(Objective):
Please shift the marked answer coordinates in the part of the entries below that opens with the line containing "of the black" and closes at the end of the entries, adding 60 to each of those numbers. Write out every line of that part in full, with nothing else.

(Records to use):
▬▬▬▬▬▬▬▬▬▬

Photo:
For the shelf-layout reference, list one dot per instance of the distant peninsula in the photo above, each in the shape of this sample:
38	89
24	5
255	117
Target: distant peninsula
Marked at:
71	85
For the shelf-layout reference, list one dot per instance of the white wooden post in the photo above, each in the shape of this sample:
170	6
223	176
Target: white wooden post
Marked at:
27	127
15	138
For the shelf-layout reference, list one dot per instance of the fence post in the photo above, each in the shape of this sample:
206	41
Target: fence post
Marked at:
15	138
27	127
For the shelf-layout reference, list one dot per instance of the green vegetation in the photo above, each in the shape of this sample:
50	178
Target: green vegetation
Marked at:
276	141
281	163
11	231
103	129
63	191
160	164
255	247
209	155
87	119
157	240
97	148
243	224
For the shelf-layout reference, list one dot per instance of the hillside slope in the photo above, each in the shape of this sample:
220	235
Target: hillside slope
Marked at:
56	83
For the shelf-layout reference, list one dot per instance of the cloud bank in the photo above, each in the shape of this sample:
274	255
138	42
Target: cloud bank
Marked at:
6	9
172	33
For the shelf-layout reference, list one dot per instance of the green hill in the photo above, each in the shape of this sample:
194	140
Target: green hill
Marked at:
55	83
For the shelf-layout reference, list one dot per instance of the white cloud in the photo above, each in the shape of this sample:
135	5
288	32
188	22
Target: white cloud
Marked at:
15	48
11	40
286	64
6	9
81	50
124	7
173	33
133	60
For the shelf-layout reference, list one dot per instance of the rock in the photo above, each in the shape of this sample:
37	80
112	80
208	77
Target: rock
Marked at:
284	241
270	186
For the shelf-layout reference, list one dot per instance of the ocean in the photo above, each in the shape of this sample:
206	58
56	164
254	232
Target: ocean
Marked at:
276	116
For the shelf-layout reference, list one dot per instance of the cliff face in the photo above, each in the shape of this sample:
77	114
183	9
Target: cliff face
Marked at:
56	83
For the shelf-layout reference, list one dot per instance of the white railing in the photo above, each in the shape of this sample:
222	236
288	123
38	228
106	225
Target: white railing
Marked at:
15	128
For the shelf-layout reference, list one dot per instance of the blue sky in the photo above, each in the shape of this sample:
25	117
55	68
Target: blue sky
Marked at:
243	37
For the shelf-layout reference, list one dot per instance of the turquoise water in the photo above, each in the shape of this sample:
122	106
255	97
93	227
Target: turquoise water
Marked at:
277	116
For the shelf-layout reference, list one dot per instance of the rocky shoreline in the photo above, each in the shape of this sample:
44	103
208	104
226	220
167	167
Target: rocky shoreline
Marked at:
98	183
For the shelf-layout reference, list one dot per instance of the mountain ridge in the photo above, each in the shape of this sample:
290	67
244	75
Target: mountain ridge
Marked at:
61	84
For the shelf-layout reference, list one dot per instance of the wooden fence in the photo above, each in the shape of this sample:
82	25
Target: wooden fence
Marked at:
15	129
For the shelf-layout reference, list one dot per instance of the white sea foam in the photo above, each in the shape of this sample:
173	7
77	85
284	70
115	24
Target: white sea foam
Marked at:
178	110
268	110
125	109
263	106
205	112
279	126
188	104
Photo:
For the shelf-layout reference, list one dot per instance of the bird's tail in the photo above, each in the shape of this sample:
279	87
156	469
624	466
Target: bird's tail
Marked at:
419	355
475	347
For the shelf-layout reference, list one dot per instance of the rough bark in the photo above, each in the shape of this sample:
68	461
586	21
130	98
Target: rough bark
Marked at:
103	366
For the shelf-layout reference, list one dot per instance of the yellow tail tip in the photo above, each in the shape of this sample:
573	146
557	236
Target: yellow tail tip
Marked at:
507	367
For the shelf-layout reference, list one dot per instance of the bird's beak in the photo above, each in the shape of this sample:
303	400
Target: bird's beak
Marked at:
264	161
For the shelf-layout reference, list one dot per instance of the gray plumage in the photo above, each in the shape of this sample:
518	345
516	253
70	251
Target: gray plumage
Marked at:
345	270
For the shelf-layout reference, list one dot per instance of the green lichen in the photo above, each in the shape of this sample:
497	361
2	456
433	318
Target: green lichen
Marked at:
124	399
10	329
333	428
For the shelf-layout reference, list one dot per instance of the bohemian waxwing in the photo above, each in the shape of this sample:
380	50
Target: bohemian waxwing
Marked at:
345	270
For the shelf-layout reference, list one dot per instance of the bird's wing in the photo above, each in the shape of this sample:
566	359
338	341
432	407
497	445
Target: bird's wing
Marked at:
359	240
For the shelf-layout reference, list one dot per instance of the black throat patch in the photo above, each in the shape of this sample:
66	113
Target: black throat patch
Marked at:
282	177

▬▬▬▬▬▬▬▬▬▬

(Task solution):
For the shelf-layout reference, list one dot per instance of the black throat patch in the photo above, each in the shape of this sample:
66	113
Target: black throat patch
Marked at:
342	237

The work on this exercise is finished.